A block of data
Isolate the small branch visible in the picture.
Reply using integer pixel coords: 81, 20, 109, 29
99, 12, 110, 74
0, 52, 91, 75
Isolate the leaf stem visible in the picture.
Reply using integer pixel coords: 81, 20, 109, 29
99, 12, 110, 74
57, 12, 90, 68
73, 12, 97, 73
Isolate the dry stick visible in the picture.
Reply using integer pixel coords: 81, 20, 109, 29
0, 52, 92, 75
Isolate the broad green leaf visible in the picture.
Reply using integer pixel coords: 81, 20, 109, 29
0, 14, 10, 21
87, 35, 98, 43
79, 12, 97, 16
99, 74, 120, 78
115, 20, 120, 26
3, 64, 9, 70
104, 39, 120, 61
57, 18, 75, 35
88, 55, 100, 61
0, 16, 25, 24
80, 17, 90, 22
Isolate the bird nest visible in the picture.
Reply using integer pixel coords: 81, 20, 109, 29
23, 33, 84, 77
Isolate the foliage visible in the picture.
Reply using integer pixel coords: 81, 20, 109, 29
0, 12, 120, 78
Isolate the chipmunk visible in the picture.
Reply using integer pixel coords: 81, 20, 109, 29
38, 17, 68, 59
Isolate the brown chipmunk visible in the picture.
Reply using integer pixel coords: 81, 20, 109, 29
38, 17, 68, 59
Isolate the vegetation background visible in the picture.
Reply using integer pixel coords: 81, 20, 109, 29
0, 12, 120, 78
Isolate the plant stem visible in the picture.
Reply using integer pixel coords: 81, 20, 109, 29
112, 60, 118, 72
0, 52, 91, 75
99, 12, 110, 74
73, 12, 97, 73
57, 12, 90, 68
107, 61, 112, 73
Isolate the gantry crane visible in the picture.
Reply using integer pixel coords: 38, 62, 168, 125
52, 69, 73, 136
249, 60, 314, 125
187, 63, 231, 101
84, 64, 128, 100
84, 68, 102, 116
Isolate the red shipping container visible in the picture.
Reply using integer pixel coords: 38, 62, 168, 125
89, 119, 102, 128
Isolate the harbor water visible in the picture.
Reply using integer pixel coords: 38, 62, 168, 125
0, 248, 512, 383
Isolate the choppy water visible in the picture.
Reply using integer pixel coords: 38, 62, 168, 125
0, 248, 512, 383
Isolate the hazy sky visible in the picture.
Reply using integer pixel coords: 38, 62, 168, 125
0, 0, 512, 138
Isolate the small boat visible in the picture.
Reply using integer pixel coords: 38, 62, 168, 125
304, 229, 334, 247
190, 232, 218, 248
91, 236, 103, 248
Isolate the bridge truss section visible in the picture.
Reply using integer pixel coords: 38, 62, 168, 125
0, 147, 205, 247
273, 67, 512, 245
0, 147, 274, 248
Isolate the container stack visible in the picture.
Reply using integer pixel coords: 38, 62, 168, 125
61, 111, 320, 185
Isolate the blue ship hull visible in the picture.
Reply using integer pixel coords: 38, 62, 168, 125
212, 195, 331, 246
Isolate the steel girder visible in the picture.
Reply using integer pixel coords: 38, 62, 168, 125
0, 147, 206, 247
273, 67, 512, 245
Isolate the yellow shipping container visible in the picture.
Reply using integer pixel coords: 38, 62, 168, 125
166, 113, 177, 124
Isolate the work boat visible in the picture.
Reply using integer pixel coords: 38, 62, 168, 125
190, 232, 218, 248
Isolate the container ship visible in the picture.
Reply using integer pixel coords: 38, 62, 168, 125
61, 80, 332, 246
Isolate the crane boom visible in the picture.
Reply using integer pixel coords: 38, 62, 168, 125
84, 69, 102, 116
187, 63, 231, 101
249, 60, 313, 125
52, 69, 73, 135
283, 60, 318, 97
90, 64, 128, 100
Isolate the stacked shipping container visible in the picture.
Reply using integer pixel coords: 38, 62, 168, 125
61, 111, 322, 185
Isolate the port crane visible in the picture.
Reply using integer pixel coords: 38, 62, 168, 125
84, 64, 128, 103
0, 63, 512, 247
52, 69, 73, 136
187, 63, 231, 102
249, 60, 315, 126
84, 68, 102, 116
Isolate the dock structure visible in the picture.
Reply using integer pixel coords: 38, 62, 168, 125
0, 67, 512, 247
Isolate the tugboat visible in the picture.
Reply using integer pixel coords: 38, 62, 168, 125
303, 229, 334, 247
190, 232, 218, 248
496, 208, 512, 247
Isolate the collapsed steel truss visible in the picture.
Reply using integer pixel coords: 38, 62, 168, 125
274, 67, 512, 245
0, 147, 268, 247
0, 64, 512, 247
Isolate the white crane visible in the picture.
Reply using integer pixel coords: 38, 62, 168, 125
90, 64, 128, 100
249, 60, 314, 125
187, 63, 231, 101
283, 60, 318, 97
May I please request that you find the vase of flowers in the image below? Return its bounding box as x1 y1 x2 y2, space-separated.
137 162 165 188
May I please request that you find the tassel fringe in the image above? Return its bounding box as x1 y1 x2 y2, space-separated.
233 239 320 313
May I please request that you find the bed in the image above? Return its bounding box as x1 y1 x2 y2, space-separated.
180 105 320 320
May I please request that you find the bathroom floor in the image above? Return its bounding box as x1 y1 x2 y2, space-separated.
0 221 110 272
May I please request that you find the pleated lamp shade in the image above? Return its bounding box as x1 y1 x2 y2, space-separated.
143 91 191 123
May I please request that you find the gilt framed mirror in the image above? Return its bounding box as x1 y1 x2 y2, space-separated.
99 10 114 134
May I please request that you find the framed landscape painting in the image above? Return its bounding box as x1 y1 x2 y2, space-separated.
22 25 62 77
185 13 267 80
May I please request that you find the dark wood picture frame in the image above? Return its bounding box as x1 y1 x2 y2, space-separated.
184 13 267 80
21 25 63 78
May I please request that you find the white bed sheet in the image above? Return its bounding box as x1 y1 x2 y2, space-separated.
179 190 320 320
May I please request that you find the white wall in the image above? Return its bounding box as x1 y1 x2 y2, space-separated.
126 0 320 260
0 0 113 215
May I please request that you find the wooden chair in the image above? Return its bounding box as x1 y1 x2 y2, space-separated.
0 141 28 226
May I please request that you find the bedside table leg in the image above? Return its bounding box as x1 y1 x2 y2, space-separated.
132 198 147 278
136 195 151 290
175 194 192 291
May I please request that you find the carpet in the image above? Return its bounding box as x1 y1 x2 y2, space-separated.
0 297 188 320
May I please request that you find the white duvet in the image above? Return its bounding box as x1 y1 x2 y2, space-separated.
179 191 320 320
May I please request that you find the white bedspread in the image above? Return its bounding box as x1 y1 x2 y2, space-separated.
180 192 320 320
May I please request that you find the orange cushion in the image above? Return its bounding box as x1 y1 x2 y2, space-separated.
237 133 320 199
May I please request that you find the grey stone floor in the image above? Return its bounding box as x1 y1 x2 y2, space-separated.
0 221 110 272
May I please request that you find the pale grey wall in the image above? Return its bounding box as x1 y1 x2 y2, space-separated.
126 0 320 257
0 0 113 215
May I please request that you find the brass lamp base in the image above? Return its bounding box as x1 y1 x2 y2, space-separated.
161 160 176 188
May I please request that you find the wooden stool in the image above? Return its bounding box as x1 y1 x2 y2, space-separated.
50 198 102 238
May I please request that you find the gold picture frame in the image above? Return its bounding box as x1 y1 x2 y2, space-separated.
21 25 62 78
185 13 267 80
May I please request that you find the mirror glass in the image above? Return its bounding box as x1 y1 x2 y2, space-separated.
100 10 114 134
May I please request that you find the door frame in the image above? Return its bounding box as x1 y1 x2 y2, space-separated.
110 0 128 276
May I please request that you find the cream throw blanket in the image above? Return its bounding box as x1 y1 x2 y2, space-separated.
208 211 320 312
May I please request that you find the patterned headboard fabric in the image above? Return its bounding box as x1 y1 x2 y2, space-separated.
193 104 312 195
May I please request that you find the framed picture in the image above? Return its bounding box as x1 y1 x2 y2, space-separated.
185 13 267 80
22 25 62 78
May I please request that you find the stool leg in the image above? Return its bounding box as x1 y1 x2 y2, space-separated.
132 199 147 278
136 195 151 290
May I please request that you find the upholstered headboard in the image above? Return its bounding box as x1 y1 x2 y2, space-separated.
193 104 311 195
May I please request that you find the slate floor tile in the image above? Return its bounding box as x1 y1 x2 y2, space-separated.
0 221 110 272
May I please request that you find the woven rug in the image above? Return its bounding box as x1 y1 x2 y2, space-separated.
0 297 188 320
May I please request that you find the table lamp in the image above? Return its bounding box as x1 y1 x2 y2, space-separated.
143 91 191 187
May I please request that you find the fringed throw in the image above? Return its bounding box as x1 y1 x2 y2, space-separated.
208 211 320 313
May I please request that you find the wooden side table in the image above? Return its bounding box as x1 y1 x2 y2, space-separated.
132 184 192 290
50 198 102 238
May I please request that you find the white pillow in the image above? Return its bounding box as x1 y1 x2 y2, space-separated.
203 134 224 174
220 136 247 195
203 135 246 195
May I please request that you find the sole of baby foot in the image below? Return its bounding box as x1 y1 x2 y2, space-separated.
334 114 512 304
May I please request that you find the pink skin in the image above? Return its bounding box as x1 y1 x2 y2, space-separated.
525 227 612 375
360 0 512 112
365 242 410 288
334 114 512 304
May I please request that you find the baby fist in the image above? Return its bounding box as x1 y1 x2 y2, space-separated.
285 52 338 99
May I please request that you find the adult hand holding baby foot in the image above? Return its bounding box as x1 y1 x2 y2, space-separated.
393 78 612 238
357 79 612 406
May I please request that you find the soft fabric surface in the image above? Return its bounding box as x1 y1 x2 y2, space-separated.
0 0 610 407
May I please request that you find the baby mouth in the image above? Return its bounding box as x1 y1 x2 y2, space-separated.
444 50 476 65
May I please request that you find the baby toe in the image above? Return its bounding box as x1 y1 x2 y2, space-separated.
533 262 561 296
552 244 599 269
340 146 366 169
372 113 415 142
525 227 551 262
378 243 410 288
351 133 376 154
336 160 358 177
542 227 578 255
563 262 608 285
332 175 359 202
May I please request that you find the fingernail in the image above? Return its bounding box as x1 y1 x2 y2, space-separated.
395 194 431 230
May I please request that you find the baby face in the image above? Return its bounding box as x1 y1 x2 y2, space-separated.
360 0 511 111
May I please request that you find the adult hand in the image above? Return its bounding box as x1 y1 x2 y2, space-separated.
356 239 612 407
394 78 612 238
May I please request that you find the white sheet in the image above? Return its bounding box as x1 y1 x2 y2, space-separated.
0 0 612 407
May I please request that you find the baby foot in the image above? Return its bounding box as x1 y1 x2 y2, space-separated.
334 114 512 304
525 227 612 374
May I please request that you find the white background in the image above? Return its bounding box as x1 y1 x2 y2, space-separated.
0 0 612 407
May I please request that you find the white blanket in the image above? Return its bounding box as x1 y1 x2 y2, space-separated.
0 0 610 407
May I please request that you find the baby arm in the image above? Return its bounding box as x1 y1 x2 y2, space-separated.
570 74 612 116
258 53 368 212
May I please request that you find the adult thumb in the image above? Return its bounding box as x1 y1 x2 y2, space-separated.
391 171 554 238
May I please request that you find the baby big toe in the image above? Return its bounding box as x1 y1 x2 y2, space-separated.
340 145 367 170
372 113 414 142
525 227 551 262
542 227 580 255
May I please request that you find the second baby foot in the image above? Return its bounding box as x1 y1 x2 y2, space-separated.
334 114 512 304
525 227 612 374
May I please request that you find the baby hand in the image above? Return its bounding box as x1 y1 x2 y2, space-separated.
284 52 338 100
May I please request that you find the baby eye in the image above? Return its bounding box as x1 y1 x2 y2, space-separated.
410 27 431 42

WRITTEN INSTRUCTION ▸
Please rewrite the part of the items that opens with the line containing "Isolate the broad" and closes with the line containing "89, 119, 102, 128" as a Markdown table with the columns Row and Line, one numbered row per line, leaving out blank lines.

WORKED ANSWER ▸
| Row | Line |
|---|---|
| 1 | Isolate the broad green leaf visible in the picture. |
| 2 | Reply using integer pixel coords: 81, 20, 109, 29 |
| 3 | 0, 14, 10, 21 |
| 4 | 87, 35, 98, 43 |
| 5 | 79, 12, 97, 16 |
| 6 | 99, 74, 120, 78 |
| 7 | 115, 20, 120, 26 |
| 8 | 3, 64, 9, 70 |
| 9 | 104, 39, 120, 61 |
| 10 | 57, 18, 75, 35 |
| 11 | 88, 55, 100, 61 |
| 12 | 0, 16, 25, 24 |
| 13 | 80, 17, 90, 22 |
| 14 | Isolate the bird nest visible in the picture. |
| 15 | Reply using integer pixel coords: 81, 20, 109, 29 |
| 16 | 23, 33, 84, 77 |
| 17 | Isolate the foliage visible in the picture. |
| 18 | Reply using integer pixel coords: 81, 20, 109, 29 |
| 19 | 0, 12, 120, 78 |
| 20 | Isolate the chipmunk visible in the picture. |
| 21 | Reply using integer pixel coords: 81, 20, 109, 29 |
| 22 | 38, 17, 68, 59 |
| 23 | Isolate the brown chipmunk visible in the picture. |
| 24 | Reply using integer pixel coords: 81, 20, 109, 29 |
| 25 | 38, 17, 68, 59 |
| 26 | Isolate the vegetation background visible in the picture. |
| 27 | Reply using integer pixel coords: 81, 20, 109, 29 |
| 28 | 0, 12, 120, 78 |
| 29 | Isolate the plant stem visible in the picture. |
| 30 | Reply using integer pixel coords: 81, 20, 109, 29 |
| 31 | 112, 60, 118, 72 |
| 32 | 0, 52, 91, 75 |
| 33 | 99, 12, 110, 74 |
| 34 | 73, 12, 97, 73 |
| 35 | 57, 12, 90, 68 |
| 36 | 107, 61, 112, 73 |
| 37 | Isolate the gantry crane visible in the picture. |
| 38 | Reply using integer pixel coords: 38, 62, 168, 125 |
| 39 | 52, 69, 73, 136 |
| 40 | 249, 60, 314, 125 |
| 41 | 187, 63, 231, 101 |
| 42 | 84, 64, 128, 100 |
| 43 | 84, 68, 102, 116 |
| 44 | Isolate the red shipping container visible in the picture. |
| 45 | Reply using integer pixel coords: 38, 62, 168, 125 |
| 46 | 89, 119, 102, 128 |